*Prompt:* Print each line of the listing below exactly as it appears, from the first line to the last.

━━━ Entries shown ━━━

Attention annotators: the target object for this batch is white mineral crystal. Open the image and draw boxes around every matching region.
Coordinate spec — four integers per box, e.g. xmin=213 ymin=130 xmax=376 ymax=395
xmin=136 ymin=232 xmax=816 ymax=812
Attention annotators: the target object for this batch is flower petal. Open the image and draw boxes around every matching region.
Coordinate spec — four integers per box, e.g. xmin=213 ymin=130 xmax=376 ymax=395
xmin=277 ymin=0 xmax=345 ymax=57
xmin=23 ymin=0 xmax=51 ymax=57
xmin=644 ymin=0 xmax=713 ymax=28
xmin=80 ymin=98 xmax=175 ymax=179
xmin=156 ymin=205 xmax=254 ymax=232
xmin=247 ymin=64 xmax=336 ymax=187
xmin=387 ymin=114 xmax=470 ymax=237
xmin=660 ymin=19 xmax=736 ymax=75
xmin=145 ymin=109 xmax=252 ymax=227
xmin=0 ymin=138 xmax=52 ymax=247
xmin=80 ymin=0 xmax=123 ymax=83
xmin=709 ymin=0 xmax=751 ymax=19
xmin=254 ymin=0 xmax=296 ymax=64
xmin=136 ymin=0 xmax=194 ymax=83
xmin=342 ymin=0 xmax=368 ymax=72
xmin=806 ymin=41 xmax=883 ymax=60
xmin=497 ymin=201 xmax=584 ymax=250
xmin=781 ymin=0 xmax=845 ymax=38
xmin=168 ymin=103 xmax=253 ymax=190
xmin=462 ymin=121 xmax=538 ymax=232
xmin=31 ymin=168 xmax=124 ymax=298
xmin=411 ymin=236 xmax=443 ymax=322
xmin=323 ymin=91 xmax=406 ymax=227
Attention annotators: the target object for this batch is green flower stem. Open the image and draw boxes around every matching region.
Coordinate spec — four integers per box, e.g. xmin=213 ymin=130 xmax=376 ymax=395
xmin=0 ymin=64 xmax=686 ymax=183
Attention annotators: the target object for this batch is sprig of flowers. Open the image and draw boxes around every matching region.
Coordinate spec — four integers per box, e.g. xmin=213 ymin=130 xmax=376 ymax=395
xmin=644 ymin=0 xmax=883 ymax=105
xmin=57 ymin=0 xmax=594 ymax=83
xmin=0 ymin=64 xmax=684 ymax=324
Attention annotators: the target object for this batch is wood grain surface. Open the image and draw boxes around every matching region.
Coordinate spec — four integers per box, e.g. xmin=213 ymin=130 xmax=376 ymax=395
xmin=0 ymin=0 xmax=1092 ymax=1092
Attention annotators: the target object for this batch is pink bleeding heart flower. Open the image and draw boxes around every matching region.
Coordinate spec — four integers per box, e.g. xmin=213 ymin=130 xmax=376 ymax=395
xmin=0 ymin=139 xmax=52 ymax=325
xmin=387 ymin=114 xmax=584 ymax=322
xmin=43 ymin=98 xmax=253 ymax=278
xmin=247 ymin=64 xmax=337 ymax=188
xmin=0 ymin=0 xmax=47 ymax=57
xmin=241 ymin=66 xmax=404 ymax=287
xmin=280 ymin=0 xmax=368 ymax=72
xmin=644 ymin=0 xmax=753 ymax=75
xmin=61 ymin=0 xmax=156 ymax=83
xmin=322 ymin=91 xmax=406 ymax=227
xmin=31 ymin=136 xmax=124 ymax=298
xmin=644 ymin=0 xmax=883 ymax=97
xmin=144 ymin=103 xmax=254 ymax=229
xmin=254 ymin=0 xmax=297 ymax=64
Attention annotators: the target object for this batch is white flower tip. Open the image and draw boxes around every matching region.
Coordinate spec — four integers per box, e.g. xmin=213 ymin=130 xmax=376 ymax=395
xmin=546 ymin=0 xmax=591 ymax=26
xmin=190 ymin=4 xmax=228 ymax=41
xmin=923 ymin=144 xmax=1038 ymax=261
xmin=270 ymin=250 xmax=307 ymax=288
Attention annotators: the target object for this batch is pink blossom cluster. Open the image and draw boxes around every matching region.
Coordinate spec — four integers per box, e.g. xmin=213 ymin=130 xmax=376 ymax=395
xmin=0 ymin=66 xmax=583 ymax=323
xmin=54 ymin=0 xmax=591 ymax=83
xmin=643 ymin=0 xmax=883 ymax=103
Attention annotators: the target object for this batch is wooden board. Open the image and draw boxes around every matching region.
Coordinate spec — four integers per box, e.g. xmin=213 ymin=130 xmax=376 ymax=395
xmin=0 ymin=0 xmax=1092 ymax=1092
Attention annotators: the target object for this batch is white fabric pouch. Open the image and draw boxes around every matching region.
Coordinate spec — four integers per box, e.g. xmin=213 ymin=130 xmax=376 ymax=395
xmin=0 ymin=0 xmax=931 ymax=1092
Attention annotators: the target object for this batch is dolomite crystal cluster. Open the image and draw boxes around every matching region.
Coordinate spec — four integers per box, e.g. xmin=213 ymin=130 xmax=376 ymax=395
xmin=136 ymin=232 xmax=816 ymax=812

━━━

*Task output:*
Attention annotators: the target object for this batch is white mineral crystal. Open the image and draw boxes around every matching region.
Coordinate spec — four integers per box, e.g. xmin=213 ymin=130 xmax=376 ymax=395
xmin=136 ymin=232 xmax=816 ymax=812
Attention annotators: the target object for this batch is flower petal. Open the image and draw boxes around every matching region.
Coordinate spec — four integers per box, e.g. xmin=213 ymin=130 xmax=376 ymax=395
xmin=277 ymin=0 xmax=345 ymax=57
xmin=23 ymin=0 xmax=51 ymax=57
xmin=644 ymin=0 xmax=713 ymax=28
xmin=80 ymin=98 xmax=175 ymax=179
xmin=156 ymin=205 xmax=254 ymax=232
xmin=247 ymin=64 xmax=336 ymax=187
xmin=387 ymin=114 xmax=470 ymax=237
xmin=660 ymin=19 xmax=736 ymax=75
xmin=145 ymin=109 xmax=252 ymax=227
xmin=0 ymin=138 xmax=52 ymax=247
xmin=80 ymin=0 xmax=123 ymax=83
xmin=709 ymin=0 xmax=751 ymax=19
xmin=254 ymin=0 xmax=296 ymax=64
xmin=136 ymin=0 xmax=194 ymax=83
xmin=342 ymin=0 xmax=368 ymax=72
xmin=806 ymin=41 xmax=883 ymax=60
xmin=497 ymin=201 xmax=584 ymax=250
xmin=781 ymin=0 xmax=845 ymax=38
xmin=168 ymin=103 xmax=253 ymax=190
xmin=462 ymin=121 xmax=538 ymax=232
xmin=31 ymin=168 xmax=124 ymax=298
xmin=411 ymin=236 xmax=443 ymax=322
xmin=323 ymin=91 xmax=406 ymax=227
Attention annotators: the target object for this batch is green flower stem. Open the image and draw boxes around every matching region.
Coordinate spec — four integers per box, e.g. xmin=213 ymin=130 xmax=376 ymax=395
xmin=0 ymin=64 xmax=686 ymax=183
Attention annotators: the target object for this batch is sprig of flowers. Open the image and draw boxes around every matching region.
Coordinate spec — four integers per box, e.g. xmin=213 ymin=130 xmax=376 ymax=395
xmin=644 ymin=0 xmax=883 ymax=105
xmin=57 ymin=0 xmax=594 ymax=83
xmin=0 ymin=64 xmax=684 ymax=324
Attention annotators: the target object for this batch is wood grain surface. Open the image and draw boxes around every matching region.
Coordinate spec — four integers per box, e.g. xmin=213 ymin=130 xmax=376 ymax=395
xmin=0 ymin=0 xmax=1092 ymax=1092
Attention annotators: the target object for this batch is pink bleeding heart flower. Open the image and draw boxes around every matching region.
Coordinate spec — four integers per box, e.g. xmin=213 ymin=130 xmax=376 ymax=395
xmin=0 ymin=139 xmax=52 ymax=325
xmin=387 ymin=114 xmax=584 ymax=322
xmin=43 ymin=98 xmax=253 ymax=278
xmin=247 ymin=64 xmax=337 ymax=188
xmin=0 ymin=0 xmax=47 ymax=57
xmin=241 ymin=66 xmax=404 ymax=287
xmin=280 ymin=0 xmax=368 ymax=72
xmin=644 ymin=0 xmax=753 ymax=75
xmin=61 ymin=0 xmax=156 ymax=83
xmin=322 ymin=91 xmax=406 ymax=227
xmin=31 ymin=136 xmax=124 ymax=298
xmin=644 ymin=0 xmax=883 ymax=97
xmin=144 ymin=103 xmax=254 ymax=229
xmin=254 ymin=0 xmax=297 ymax=64
Attention annotators: the target object for this batch is white flower tip. Open the image and draw boxes around every matching region.
Coordinate spec — four integers per box, e.g. xmin=213 ymin=130 xmax=376 ymax=395
xmin=546 ymin=0 xmax=591 ymax=26
xmin=190 ymin=4 xmax=228 ymax=41
xmin=923 ymin=144 xmax=1038 ymax=261
xmin=270 ymin=250 xmax=307 ymax=288
Attention annotators: the target object for this batch is pink blossom cluster. Open the image and draw boxes around every matching region.
Coordinate spec — four integers per box, e.g. xmin=213 ymin=130 xmax=376 ymax=395
xmin=0 ymin=66 xmax=583 ymax=323
xmin=54 ymin=0 xmax=591 ymax=83
xmin=643 ymin=0 xmax=883 ymax=103
Attention annotators: the target object for this batch is wooden board. Open the image and draw boxes around every matching region.
Coordinate spec — four integers per box, e.g. xmin=213 ymin=130 xmax=376 ymax=395
xmin=0 ymin=0 xmax=1092 ymax=1092
Attention annotators: the target object for this batch is white fabric pouch. Open the image and draw boxes around every matching region.
Coordinate spec — four integers per box, e.g. xmin=213 ymin=130 xmax=376 ymax=395
xmin=0 ymin=0 xmax=931 ymax=1092
Attention annotators: the target object for this batch is dolomite crystal cluster. Open the image and draw boxes around every matching region.
Coordinate spec — four integers per box, e.g. xmin=213 ymin=130 xmax=376 ymax=395
xmin=136 ymin=232 xmax=816 ymax=812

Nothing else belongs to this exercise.